• _TASK DIRECTIONS_
Copy exactly the lines from the one containing "put a marker on the distant hillside" through the last line of the records below, including both, and leave out any pictures.

• _PROVIDED DATA_
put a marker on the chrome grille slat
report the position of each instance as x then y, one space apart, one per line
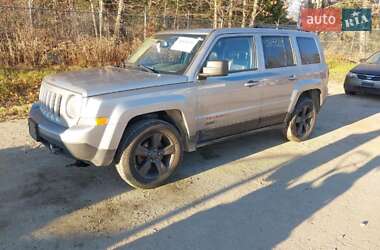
50 103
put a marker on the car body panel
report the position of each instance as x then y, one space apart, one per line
217 106
363 78
107 80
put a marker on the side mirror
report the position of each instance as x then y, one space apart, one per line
214 68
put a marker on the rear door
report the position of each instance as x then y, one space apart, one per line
280 67
230 104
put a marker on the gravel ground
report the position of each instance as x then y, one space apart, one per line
257 192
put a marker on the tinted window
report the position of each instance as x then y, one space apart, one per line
277 52
236 50
308 50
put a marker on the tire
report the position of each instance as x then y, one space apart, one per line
149 154
302 121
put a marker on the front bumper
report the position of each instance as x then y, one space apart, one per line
352 84
77 142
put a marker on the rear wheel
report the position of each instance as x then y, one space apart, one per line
150 153
302 121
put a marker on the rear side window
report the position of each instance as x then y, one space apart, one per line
278 52
308 50
237 51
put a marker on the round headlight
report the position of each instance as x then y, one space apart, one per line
73 106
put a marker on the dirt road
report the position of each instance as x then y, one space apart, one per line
258 192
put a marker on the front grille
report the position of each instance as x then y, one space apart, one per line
368 77
50 103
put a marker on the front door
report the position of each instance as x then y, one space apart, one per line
230 104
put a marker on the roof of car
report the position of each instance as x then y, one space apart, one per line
233 31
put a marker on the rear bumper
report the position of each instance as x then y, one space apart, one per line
74 142
355 85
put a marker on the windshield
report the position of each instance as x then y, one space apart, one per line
167 53
374 59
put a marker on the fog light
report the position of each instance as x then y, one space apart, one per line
101 121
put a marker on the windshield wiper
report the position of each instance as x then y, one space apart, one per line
146 68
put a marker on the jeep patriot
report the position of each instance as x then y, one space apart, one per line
179 91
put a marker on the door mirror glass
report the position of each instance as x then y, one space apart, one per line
214 68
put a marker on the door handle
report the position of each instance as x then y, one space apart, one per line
292 77
251 83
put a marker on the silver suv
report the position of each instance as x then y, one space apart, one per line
179 91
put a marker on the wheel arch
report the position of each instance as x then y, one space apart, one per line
313 93
173 116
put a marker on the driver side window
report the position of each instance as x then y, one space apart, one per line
238 51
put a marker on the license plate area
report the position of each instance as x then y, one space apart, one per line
368 84
33 130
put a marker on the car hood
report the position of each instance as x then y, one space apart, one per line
92 82
367 69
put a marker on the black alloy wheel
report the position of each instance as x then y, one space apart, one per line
149 154
153 156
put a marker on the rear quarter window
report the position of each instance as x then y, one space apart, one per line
308 50
278 52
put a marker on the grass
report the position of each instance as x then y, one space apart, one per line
339 67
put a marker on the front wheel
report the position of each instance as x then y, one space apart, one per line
150 153
302 121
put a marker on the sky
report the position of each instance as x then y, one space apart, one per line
294 8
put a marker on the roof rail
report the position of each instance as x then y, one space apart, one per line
276 26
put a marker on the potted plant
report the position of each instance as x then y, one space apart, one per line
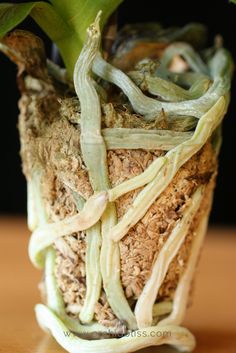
119 150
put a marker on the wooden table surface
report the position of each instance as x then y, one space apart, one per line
212 318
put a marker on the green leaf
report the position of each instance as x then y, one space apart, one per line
11 15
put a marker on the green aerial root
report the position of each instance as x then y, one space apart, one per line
94 155
46 234
145 302
201 95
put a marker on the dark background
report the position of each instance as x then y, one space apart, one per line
219 16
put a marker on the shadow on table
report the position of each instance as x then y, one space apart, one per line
207 341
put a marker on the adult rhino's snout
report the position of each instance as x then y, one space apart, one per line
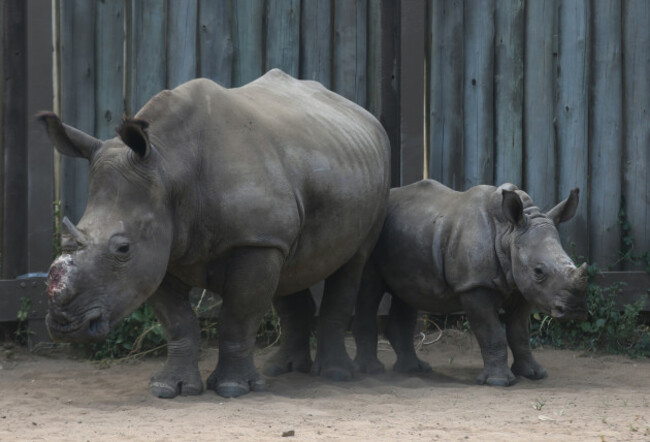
58 284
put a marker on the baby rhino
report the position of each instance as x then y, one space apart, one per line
479 251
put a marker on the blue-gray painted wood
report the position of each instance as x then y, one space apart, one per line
383 78
215 41
147 56
509 92
349 76
40 176
636 58
316 41
479 92
77 93
283 36
248 29
573 117
109 61
411 77
606 133
181 57
14 163
539 104
445 67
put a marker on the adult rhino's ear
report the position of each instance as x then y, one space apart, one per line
66 139
134 134
512 207
565 210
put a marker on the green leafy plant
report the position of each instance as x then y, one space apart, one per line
607 328
138 333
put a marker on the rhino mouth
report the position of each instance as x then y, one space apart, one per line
88 327
565 312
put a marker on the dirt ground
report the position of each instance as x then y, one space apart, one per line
49 396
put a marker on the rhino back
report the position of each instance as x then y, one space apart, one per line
438 242
276 163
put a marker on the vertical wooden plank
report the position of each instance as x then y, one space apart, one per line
181 42
479 92
636 59
509 92
383 78
146 27
572 117
248 40
412 38
606 132
349 71
14 174
446 66
316 41
539 91
77 96
283 36
215 41
109 59
39 148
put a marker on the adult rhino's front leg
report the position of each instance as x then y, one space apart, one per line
482 308
252 277
180 374
518 333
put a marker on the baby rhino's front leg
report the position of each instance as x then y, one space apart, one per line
180 374
482 308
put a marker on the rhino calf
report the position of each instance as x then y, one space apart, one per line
255 193
479 251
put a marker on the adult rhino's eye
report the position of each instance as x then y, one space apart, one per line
120 247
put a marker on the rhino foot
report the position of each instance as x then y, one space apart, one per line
369 365
531 370
168 384
236 387
496 378
411 365
282 363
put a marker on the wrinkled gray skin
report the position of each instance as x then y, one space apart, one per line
479 251
255 193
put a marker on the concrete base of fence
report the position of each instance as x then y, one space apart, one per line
29 294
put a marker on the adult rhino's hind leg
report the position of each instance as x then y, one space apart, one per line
365 328
180 374
252 277
296 313
339 297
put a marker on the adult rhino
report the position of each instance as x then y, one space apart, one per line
255 193
483 250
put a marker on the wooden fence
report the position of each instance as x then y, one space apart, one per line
547 94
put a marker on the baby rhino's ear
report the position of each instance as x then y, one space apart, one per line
66 139
565 210
134 134
512 207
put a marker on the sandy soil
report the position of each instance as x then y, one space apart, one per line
586 397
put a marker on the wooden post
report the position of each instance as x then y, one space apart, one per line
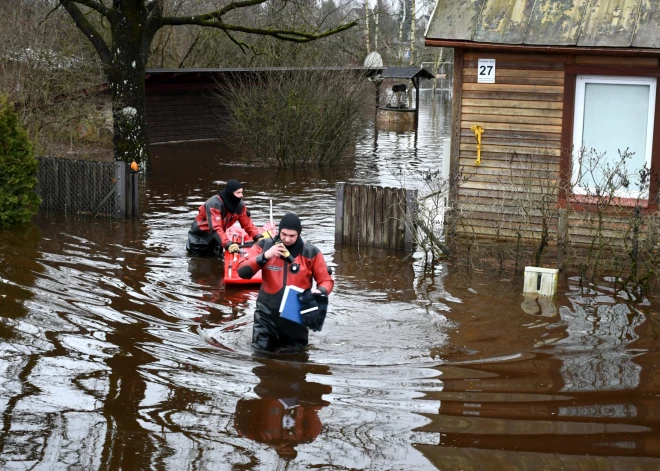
416 85
562 236
378 217
457 96
411 216
339 214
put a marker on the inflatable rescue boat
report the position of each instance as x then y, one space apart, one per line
236 234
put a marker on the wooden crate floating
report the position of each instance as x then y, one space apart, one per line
375 216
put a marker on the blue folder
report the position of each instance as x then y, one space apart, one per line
290 306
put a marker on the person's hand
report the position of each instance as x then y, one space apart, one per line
276 250
311 314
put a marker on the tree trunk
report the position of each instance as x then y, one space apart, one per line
403 21
413 27
127 85
367 29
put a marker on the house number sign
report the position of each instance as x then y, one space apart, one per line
486 71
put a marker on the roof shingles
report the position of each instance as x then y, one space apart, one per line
579 23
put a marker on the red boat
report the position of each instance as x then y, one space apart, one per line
238 235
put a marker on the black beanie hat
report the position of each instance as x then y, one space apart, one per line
292 222
232 186
228 197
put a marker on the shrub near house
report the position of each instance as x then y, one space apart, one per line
18 200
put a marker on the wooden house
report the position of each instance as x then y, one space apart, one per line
548 82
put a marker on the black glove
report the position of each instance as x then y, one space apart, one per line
313 308
232 247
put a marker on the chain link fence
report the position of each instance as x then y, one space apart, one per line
84 187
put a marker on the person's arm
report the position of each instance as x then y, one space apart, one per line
246 223
214 219
324 282
257 256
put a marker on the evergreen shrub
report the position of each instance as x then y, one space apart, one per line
18 167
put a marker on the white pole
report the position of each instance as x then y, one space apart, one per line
272 226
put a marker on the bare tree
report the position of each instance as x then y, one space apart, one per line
122 32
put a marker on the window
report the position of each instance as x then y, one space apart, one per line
612 114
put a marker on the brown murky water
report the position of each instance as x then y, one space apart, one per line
119 351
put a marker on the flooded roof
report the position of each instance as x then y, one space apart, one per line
405 72
560 23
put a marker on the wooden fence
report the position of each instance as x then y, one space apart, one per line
84 187
375 216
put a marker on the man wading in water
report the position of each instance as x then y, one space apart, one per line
223 210
292 262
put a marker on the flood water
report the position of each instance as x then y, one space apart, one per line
120 351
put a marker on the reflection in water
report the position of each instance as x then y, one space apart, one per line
120 351
596 352
286 412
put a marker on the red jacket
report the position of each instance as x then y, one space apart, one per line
213 209
276 275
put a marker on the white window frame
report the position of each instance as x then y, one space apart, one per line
578 121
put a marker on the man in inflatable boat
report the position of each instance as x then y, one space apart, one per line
285 261
223 210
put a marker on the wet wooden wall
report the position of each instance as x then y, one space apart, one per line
521 115
184 115
526 140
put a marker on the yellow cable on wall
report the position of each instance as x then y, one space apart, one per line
478 131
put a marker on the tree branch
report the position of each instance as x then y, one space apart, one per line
89 31
93 4
214 15
281 34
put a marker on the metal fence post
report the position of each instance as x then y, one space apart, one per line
411 219
339 214
134 195
121 193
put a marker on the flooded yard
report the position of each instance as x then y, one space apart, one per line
120 351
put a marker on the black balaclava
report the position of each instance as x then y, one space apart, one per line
292 222
228 197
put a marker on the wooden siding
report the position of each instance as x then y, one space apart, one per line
524 146
184 115
521 146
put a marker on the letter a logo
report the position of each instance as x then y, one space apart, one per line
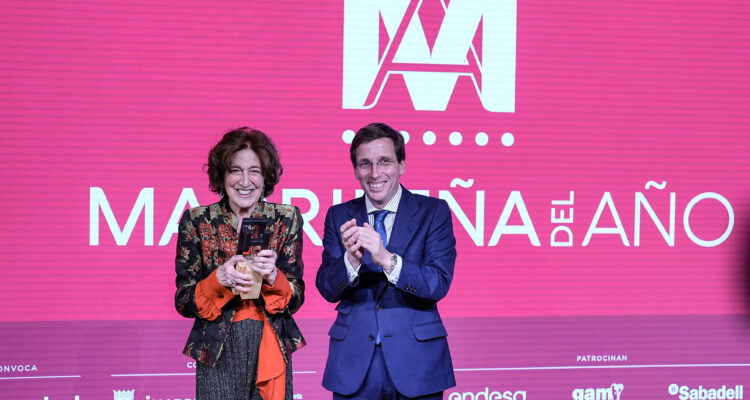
388 37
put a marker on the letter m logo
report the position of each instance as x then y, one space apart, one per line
431 43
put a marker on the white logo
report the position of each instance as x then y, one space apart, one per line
430 74
612 392
487 395
701 393
124 394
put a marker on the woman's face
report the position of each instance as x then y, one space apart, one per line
243 182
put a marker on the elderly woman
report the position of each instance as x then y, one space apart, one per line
243 347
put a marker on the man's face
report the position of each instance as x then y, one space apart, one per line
378 171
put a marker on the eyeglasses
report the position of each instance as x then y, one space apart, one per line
367 166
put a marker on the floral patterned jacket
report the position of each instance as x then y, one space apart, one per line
207 237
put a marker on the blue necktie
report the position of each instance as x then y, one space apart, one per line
380 226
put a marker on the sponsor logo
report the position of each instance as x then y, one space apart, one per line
124 394
389 37
601 358
684 392
486 394
612 392
18 368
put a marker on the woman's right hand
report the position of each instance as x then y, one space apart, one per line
229 276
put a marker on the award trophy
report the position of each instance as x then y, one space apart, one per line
253 238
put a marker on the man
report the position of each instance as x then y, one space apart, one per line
388 258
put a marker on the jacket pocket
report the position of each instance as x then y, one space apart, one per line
430 330
338 331
344 307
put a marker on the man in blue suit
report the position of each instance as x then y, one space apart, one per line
388 258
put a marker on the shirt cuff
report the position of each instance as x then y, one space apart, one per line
211 296
395 272
277 296
353 274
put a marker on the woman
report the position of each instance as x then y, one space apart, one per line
243 347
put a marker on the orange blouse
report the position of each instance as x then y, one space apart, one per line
211 296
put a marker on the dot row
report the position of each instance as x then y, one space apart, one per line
455 138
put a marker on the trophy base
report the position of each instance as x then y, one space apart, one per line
244 267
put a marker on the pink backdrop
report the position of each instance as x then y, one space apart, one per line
598 122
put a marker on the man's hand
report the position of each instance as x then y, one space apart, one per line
350 239
371 241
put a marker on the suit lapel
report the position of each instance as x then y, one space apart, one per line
404 227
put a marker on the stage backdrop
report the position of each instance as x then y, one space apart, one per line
594 155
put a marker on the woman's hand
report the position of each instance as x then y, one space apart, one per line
229 276
264 262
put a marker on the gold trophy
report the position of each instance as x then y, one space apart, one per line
253 238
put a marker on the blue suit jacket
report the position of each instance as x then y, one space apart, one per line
413 336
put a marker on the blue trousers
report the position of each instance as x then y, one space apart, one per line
379 386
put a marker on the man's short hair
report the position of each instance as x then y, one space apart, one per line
374 131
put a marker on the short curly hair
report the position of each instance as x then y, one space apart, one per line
220 158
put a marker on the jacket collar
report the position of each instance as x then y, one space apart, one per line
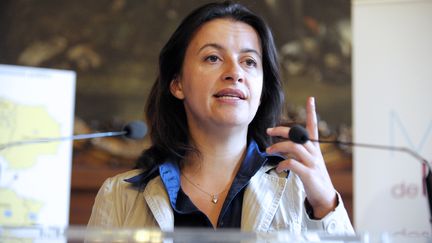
260 201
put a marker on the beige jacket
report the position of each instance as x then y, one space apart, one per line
271 202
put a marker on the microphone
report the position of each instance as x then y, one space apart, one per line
299 135
132 130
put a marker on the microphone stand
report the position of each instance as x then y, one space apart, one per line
74 137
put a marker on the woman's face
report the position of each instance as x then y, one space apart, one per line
222 75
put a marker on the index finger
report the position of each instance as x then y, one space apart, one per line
311 119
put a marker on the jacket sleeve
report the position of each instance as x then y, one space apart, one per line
335 222
105 213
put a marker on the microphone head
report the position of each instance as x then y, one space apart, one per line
298 134
135 130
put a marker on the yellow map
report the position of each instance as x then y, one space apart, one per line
17 123
23 122
17 211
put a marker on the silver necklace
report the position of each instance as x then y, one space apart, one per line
214 197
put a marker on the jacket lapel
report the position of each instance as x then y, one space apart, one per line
261 200
159 204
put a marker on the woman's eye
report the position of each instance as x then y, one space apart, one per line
251 63
212 58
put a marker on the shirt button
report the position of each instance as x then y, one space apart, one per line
331 227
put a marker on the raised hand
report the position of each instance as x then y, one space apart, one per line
307 162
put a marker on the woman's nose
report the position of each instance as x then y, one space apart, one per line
233 72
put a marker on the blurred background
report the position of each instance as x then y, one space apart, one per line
113 45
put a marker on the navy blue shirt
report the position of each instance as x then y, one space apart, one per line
186 214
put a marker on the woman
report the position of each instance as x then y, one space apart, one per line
212 113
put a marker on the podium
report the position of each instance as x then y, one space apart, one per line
142 235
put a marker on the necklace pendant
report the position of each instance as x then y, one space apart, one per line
214 199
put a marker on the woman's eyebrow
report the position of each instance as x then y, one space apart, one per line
220 47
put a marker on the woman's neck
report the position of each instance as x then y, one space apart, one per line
219 154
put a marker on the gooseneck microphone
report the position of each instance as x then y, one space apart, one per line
132 130
298 134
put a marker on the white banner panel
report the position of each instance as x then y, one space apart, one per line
392 88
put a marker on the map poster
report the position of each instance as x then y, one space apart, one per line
35 178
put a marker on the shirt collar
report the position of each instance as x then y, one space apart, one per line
170 171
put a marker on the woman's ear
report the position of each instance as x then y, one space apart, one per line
176 88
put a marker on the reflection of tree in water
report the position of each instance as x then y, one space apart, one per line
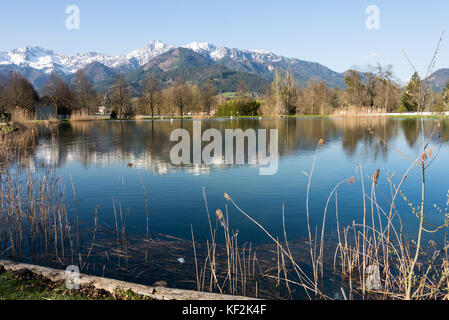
367 130
147 143
411 130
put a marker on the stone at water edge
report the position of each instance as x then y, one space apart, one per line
181 260
161 283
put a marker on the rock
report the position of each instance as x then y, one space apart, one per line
161 283
24 274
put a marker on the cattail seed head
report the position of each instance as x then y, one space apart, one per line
219 214
376 177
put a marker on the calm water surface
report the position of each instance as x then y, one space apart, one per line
96 156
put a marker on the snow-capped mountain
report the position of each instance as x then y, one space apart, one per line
48 61
37 63
259 56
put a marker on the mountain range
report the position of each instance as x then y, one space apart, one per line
196 62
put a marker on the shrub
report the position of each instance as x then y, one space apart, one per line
239 107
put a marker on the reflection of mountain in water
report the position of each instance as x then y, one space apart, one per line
147 145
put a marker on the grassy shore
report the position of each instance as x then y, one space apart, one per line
25 285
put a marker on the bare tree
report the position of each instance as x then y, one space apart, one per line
151 93
120 95
20 92
181 95
83 90
59 94
208 96
3 97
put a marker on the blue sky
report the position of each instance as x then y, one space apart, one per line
330 32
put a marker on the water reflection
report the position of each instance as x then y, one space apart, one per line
146 144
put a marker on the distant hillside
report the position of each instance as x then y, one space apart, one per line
194 68
196 62
438 79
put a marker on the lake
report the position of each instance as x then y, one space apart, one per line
113 163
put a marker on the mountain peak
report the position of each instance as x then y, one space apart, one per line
200 46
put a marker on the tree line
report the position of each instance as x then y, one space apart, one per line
376 90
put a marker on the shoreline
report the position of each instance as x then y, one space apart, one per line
112 285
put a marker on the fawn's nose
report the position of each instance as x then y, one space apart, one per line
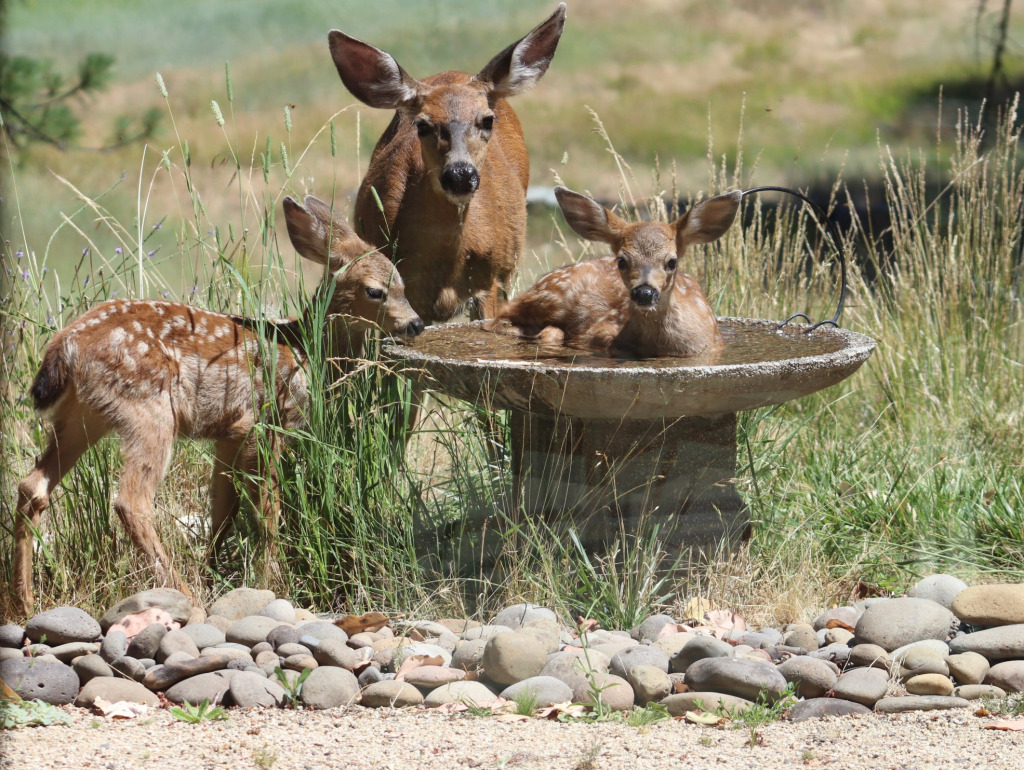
460 179
644 295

• _ANSWER TO THIS PROBLEM_
put a marker on the distant hillside
report the position of each instance as x then y, one space apart, one per line
194 68
196 62
438 79
put a marker on the lake
report the position of each instance as x then y, one space apart, one per line
113 163
put a marker on the mountain peak
report the position of each instance as x then y, one space apart, one per line
200 46
put a marker on the tree line
report the position of each instance as x then y, one space apart, one per line
376 90
put a marker on the shoreline
report the position of each instance as x then y, one space apart, one per line
112 285
put a marker on the fawn's nose
report the position of each instance as x then y, one space apart, one per line
460 179
644 295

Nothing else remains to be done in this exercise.